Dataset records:
______

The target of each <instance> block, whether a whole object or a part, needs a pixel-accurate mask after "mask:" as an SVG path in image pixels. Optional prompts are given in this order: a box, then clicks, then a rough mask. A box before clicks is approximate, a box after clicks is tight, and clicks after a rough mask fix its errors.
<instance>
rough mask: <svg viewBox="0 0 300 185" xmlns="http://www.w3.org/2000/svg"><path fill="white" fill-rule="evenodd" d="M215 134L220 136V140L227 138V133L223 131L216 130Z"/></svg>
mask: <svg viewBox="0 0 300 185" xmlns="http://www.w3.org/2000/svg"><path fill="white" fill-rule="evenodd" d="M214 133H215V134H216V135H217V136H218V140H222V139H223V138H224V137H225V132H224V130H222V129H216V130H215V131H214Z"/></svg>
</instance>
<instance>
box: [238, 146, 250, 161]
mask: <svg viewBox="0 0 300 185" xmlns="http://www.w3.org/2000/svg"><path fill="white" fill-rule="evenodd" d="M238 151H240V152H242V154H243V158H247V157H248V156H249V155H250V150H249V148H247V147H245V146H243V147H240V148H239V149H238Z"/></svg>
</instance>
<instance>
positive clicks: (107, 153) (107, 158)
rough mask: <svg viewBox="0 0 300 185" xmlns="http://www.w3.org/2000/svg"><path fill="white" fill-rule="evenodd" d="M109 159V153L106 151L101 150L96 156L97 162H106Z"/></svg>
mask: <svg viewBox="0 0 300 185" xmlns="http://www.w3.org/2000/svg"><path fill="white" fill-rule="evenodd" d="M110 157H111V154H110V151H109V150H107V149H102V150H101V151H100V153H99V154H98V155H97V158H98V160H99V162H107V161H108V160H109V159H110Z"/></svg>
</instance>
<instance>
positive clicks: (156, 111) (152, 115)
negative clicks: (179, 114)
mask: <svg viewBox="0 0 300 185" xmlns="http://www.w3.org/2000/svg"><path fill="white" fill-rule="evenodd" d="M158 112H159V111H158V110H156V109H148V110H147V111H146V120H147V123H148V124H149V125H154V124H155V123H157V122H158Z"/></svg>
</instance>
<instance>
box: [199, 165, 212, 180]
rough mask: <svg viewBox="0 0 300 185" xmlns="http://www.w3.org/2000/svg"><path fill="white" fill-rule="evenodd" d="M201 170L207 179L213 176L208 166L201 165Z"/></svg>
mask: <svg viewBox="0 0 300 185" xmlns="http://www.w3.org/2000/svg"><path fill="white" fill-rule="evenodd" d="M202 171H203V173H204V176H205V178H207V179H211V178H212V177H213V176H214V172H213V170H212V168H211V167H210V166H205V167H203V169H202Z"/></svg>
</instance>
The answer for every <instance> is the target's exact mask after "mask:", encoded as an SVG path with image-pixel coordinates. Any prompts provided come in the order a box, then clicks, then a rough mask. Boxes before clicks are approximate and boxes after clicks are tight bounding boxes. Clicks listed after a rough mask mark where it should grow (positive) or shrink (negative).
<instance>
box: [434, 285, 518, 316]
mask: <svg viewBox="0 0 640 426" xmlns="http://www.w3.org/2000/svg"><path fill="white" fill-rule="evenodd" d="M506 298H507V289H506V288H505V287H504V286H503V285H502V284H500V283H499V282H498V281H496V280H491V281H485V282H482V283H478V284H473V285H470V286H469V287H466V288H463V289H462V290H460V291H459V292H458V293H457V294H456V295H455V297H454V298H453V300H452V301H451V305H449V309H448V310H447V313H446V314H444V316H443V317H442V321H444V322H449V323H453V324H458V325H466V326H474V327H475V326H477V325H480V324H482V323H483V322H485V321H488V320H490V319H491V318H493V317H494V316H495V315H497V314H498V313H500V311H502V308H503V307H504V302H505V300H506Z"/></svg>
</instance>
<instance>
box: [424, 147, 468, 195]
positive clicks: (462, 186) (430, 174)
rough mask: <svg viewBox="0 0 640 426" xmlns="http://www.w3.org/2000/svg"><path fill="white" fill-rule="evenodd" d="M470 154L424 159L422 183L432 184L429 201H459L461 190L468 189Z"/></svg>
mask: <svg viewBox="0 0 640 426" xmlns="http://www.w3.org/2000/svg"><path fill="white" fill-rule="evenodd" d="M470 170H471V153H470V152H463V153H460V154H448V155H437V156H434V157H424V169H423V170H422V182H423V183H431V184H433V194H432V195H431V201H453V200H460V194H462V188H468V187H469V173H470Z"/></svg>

______

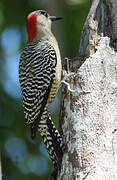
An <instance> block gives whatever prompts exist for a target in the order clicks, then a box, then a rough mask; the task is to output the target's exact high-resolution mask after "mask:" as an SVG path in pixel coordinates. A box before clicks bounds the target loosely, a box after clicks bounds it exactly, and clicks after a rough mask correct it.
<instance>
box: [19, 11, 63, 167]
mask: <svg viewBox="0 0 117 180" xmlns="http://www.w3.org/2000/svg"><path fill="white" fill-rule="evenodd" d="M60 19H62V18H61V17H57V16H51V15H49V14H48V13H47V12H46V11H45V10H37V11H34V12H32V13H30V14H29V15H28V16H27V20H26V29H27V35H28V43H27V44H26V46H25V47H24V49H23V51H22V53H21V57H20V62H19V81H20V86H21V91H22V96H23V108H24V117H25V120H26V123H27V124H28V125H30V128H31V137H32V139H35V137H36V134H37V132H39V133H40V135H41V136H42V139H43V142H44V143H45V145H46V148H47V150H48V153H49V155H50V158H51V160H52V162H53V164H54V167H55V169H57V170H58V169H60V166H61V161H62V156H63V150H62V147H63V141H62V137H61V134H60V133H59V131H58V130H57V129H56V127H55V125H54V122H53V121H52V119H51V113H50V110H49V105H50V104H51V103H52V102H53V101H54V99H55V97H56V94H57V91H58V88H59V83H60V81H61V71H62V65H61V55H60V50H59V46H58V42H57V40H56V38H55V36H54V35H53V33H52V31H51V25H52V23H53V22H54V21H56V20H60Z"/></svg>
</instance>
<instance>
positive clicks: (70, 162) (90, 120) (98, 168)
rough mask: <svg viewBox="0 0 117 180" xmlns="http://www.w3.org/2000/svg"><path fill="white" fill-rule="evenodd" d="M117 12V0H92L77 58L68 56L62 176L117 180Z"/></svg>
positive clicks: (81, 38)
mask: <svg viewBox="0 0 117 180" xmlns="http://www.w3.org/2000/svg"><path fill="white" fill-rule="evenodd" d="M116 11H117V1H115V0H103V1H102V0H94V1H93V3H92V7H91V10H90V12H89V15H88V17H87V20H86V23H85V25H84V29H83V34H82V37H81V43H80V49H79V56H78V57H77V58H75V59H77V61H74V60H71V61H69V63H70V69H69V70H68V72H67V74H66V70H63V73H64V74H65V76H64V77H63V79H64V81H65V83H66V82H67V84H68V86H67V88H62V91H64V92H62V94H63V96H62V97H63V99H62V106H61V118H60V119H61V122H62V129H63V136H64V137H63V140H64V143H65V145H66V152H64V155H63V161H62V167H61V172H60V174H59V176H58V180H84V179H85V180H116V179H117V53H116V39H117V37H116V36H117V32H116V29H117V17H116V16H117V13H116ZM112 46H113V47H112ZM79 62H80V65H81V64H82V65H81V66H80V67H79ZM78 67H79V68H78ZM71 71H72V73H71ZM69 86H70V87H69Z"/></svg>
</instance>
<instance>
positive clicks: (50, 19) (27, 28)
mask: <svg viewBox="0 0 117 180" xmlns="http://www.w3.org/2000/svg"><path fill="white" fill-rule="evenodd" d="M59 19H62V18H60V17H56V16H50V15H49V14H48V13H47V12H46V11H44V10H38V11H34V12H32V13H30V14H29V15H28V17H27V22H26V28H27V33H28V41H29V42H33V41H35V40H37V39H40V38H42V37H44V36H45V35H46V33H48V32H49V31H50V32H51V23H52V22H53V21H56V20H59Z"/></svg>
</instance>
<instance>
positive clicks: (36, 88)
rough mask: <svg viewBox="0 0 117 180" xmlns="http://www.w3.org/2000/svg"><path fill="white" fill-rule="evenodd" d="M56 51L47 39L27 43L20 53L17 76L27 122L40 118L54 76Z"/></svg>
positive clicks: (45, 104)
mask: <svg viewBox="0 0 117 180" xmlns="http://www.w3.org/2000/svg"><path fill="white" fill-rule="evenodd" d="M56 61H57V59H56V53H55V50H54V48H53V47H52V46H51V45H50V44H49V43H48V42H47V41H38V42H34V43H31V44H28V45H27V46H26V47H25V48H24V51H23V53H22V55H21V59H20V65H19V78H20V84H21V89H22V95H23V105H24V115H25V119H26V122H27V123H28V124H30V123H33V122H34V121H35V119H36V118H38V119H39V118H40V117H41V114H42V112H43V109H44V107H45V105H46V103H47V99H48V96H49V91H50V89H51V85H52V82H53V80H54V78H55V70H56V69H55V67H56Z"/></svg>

______

_Task_
Using the records, find the number of lines in which the string "exact" occurs. Reply with that number alone.

_Solution to this exercise_
2